More than a week of rain left Southern California roads under a foot or more of murky water Wednesday, opened huge sinkholes in freeways and brought production of some of TV’s glamour shows to a halt.
Eight deaths statewide have been blamed on nine days of storms that have dropped more than a foot of rain in some areas and forced the evacuation of thousands of people from the wine country north of San Francisco to the fire-ravaged hillsides of Southern California.
The state Office of Emergency Services reported a preliminary damage estimate of $66 million, but that figure doesn’t include hard-hit Los Angeles and Santa Barbara counties.
Emergency crews and homeowners used a brief respite in the weather to clear muck and debris, fortify sandbag barriers and fill sinkholes. But more rain was expected late Wednesday and today, and forecasters said a stronger storm is off the coast, poised to strike over the weekend.

(Data for grounding objects from natural-language descriptions)
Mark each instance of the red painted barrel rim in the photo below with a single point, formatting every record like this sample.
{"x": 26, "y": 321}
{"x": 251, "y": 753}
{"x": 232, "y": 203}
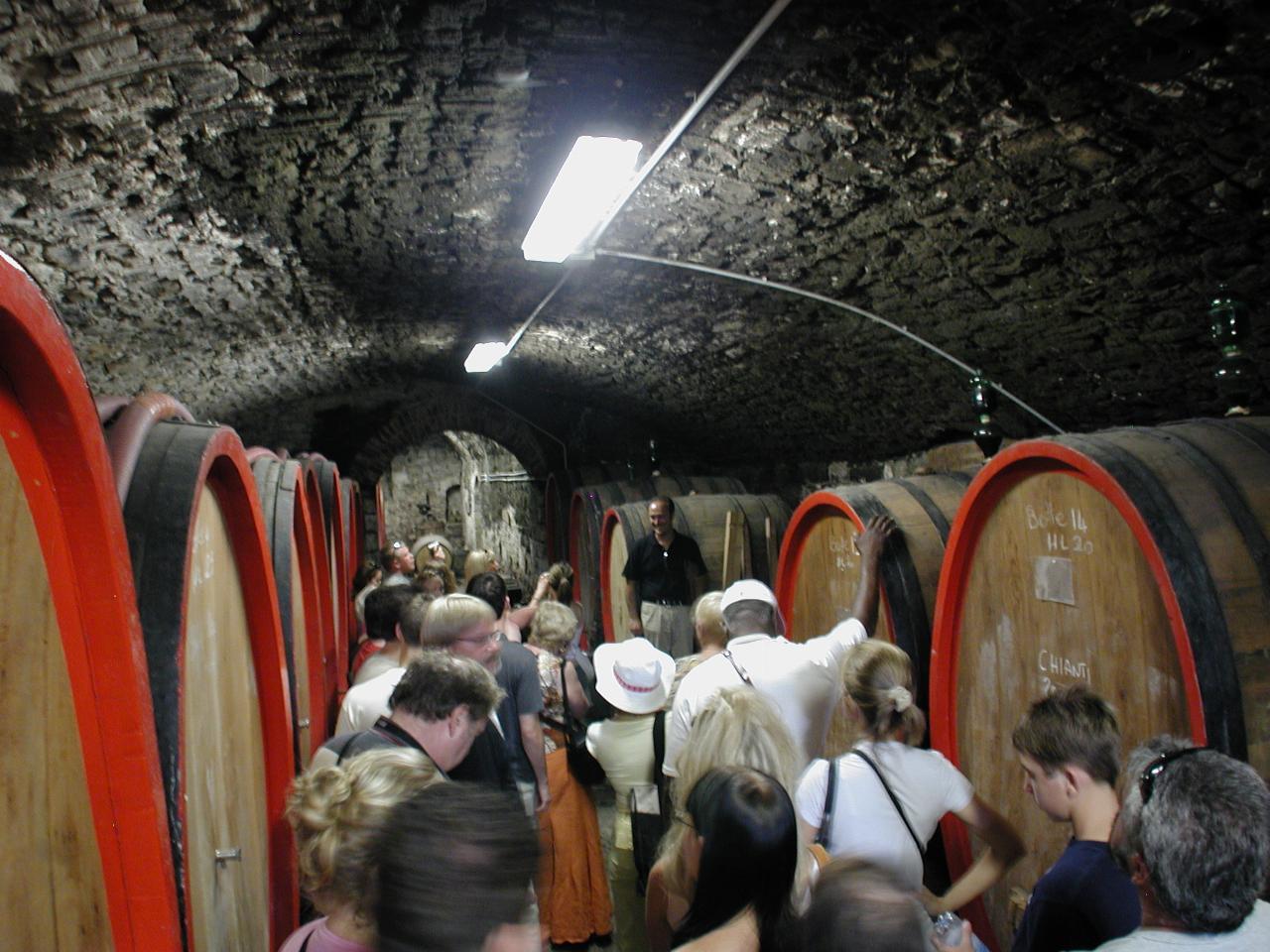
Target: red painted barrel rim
{"x": 226, "y": 472}
{"x": 93, "y": 592}
{"x": 1001, "y": 474}
{"x": 797, "y": 531}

**QUESTIONS ON THE MATERIAL:**
a. List the tasks that the storm article says emergency crews and homeowners carried out during the brief break in the weather.
b. Reproduce the storm article's wording between "More than a week" and "of Southern California.", inclusive.
Please rely only on the storm article, not on the lines.

**SOLUTIONS TO THE PROBLEMS:**
a.
- Clear muck and debris
- Fortify sandbag barriers
- Fill sinkholes

b.
More than a week of rain left Southern California roads under a foot or more of murky water Wednesday, opened huge sinkholes in freeways and brought production of some of TV’s glamour shows to a halt.
Eight deaths statewide have been blamed on nine days of storms that have dropped more than a foot of rain in some areas and forced the evacuation of thousands of people from the wine country north of San Francisco to the fire-ravaged hillsides of Southern California.